━━━ Exercise inputs ━━━

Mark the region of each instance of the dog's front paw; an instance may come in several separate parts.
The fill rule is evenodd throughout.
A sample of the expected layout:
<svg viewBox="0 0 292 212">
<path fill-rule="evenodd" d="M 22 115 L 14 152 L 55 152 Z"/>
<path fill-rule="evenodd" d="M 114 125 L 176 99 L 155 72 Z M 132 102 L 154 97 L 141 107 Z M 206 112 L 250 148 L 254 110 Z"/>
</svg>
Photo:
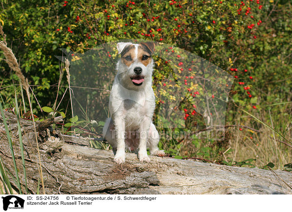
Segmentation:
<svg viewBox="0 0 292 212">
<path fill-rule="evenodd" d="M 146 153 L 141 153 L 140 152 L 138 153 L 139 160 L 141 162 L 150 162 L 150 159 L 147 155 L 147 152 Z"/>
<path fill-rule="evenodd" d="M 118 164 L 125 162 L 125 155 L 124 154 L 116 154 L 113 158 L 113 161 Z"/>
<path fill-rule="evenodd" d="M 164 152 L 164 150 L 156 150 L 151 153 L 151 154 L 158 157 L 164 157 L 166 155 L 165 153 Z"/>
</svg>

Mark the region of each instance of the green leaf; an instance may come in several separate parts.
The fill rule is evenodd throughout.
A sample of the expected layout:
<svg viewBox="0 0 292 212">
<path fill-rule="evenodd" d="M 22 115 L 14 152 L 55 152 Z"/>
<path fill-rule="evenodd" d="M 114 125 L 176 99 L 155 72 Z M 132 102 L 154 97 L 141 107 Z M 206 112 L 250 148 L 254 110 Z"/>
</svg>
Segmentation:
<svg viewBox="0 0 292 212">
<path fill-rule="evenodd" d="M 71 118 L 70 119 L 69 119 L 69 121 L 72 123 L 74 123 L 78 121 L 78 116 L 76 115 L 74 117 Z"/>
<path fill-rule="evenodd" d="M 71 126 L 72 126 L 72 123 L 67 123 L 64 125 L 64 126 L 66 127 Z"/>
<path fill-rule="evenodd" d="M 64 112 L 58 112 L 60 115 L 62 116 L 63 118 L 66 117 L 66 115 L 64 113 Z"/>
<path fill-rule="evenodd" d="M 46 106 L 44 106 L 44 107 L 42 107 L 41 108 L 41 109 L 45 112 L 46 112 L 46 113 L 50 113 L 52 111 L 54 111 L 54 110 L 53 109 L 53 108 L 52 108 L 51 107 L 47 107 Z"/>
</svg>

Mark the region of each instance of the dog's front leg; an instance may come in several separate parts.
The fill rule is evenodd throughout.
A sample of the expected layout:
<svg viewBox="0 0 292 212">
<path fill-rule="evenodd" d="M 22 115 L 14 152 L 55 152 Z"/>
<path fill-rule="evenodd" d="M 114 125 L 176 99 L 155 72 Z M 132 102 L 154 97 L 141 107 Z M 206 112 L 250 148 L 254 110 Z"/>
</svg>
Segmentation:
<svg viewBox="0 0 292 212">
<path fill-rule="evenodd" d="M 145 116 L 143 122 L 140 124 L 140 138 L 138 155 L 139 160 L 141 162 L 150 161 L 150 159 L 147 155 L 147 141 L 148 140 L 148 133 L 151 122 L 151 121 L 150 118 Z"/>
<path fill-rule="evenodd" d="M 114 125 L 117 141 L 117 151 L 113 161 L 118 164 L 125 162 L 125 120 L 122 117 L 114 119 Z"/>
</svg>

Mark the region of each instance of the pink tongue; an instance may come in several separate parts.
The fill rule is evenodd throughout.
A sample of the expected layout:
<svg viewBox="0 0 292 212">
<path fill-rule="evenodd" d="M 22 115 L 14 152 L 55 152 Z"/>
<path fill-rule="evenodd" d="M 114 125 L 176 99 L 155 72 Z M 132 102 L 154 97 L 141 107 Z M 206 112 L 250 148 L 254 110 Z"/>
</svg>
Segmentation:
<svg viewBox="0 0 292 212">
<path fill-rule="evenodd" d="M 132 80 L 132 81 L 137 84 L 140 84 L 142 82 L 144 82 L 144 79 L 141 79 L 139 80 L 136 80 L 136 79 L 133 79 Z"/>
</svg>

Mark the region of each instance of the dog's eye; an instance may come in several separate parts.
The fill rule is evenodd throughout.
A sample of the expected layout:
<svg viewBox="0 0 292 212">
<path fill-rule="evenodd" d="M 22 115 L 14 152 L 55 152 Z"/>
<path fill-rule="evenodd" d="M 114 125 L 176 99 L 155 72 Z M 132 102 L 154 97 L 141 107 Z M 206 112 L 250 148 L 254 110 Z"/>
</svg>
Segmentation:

━━━

> Goal:
List every line of the listing above that contains the word "Mark", treating uppercase and lowercase letters as different.

> Complete output:
Mark the region of each instance of the dog's front paw; an instance may come in several separate parts.
Mark the region of each instance of the green leaf; an instance may come in several separate parts.
Mark the region of each instance of the dog's front leg; an instance may come in several separate parts.
Mark the region of each instance of the pink tongue; an instance may come in several separate parts.
Mark the region of each instance of the dog's eye; an instance may come in several separate parts.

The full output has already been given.